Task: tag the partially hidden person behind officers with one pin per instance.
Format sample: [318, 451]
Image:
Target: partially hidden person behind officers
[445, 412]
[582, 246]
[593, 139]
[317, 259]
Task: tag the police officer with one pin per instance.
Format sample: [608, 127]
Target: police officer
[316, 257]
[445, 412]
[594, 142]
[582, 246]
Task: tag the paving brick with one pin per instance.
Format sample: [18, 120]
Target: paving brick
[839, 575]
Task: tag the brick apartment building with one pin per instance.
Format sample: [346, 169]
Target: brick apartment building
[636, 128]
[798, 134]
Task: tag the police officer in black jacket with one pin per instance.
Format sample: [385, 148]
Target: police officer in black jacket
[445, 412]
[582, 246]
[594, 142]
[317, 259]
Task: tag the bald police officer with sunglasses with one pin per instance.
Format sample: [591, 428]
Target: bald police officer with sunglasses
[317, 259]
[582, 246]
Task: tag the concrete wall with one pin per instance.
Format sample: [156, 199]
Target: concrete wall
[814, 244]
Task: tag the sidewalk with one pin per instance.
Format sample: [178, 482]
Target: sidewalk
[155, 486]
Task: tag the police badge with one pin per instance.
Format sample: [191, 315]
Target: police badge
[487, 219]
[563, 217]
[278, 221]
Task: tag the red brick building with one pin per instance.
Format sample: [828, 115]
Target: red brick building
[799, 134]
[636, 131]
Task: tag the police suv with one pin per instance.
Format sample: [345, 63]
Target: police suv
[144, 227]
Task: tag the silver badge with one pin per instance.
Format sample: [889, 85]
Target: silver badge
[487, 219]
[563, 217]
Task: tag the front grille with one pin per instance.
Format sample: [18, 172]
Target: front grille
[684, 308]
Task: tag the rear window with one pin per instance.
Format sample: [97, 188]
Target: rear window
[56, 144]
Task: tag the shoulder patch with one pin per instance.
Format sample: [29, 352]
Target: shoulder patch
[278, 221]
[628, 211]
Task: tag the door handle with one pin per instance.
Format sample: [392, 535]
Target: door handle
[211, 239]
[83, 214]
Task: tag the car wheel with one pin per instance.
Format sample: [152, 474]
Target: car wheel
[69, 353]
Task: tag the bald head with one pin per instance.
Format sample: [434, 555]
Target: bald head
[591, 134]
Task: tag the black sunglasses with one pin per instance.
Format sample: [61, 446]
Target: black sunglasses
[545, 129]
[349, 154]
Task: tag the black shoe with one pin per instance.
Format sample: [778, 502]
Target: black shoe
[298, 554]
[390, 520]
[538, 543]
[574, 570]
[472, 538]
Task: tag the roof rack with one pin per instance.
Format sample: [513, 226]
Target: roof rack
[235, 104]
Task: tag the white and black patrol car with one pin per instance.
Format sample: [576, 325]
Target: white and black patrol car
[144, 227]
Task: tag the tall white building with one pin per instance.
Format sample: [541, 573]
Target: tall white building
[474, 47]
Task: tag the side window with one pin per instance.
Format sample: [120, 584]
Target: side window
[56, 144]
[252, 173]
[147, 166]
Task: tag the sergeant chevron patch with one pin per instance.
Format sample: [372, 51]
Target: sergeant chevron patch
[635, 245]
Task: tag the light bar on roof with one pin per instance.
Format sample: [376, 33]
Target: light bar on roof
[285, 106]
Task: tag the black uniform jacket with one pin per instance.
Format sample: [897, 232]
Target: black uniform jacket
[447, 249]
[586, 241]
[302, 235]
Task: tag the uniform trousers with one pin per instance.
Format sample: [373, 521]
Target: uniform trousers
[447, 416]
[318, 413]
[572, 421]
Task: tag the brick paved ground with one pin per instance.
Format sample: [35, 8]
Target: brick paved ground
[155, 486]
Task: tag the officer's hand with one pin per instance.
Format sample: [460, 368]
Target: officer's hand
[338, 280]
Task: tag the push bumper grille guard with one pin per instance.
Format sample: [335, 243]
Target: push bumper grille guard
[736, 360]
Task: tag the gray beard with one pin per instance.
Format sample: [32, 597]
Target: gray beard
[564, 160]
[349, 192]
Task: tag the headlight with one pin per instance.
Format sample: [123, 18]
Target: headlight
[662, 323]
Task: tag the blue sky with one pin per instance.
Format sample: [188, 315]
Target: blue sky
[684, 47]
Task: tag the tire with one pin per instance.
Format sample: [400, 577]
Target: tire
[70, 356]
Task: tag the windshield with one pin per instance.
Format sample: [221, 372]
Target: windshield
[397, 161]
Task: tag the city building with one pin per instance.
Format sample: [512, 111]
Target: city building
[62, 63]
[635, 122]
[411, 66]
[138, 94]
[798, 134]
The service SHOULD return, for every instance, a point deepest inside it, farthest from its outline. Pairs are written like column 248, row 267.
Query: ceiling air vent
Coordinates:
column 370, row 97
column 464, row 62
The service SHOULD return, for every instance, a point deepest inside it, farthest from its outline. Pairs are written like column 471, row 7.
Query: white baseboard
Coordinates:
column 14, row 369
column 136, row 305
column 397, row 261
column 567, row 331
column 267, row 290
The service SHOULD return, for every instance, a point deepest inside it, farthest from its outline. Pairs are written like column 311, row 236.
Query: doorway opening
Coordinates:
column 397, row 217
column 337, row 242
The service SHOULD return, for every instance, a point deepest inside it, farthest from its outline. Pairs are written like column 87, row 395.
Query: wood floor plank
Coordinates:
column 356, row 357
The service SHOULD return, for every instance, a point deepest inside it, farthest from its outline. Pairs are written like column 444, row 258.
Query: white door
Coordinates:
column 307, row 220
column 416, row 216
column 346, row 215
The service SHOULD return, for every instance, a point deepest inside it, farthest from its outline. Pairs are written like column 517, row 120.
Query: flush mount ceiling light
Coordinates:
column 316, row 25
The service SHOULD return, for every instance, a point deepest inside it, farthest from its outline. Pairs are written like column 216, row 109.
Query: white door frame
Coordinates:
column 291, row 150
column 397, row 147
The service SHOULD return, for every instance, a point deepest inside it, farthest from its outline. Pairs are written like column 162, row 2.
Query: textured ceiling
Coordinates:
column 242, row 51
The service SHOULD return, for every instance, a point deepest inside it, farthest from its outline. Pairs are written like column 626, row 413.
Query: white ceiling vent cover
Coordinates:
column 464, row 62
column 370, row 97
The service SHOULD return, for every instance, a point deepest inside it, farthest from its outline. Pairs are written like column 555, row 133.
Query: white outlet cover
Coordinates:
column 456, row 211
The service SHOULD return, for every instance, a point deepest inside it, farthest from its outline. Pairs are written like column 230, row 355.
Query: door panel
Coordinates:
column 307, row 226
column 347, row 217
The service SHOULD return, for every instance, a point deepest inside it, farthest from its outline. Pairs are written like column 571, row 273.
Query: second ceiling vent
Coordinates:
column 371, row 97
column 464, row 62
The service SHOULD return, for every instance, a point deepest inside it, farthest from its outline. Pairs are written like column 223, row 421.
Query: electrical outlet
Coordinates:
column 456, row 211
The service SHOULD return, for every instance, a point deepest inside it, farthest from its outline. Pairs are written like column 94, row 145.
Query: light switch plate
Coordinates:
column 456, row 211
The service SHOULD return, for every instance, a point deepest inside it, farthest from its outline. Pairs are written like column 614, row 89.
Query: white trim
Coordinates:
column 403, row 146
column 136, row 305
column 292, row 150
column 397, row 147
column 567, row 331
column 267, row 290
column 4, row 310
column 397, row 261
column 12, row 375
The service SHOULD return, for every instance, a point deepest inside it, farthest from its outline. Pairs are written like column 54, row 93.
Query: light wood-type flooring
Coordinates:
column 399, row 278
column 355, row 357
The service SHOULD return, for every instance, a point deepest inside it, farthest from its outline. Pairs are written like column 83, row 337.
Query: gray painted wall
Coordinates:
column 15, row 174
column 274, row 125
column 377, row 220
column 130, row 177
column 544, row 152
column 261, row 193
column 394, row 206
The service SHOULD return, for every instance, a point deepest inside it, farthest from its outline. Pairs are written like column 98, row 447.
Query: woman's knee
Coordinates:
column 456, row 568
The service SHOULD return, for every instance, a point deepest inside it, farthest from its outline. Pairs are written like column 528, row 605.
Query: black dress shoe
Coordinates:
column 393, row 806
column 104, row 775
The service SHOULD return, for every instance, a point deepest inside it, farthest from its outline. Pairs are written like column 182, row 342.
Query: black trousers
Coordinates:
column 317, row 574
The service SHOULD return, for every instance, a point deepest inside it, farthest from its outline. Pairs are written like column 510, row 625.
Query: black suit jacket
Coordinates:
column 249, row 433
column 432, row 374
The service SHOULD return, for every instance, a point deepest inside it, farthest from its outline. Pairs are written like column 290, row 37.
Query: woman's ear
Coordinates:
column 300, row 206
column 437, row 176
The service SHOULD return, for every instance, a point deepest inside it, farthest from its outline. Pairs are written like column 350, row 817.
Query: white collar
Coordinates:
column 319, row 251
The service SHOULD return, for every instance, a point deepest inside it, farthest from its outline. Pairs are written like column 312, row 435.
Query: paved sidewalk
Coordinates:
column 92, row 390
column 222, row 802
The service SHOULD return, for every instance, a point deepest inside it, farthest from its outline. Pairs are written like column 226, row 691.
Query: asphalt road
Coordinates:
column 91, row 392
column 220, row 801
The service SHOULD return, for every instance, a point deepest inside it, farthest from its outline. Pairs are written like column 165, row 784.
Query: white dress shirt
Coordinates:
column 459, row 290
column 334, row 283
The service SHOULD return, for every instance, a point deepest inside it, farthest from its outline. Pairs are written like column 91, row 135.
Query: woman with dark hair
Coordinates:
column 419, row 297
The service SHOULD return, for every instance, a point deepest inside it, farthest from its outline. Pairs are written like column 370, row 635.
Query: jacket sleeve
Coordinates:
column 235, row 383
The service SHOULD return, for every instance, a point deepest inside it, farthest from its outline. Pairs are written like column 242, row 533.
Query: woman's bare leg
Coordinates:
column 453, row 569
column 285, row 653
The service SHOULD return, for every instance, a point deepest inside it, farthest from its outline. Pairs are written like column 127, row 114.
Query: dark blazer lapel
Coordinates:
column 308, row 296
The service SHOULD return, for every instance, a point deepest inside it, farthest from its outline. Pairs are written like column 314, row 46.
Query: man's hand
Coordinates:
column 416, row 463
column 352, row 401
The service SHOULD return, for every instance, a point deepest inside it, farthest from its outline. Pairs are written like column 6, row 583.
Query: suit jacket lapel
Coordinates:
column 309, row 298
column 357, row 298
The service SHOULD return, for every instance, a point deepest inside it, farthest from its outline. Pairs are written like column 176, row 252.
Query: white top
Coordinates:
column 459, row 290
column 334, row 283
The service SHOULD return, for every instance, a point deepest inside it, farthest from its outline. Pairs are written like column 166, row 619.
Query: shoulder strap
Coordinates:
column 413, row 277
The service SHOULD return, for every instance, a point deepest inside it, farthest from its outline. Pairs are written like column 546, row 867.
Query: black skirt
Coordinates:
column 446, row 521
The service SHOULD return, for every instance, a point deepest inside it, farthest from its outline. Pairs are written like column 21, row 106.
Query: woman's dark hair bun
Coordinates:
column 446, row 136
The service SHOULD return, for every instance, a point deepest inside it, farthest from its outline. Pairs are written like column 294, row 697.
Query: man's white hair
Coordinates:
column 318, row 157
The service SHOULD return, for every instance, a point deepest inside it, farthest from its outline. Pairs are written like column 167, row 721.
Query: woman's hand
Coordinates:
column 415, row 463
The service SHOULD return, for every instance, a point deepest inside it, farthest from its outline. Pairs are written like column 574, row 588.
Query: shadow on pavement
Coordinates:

# YOUR GOAL
A single figure is required: the number of lines above in which the string "suit" appears.

# ANSWER SPACE
2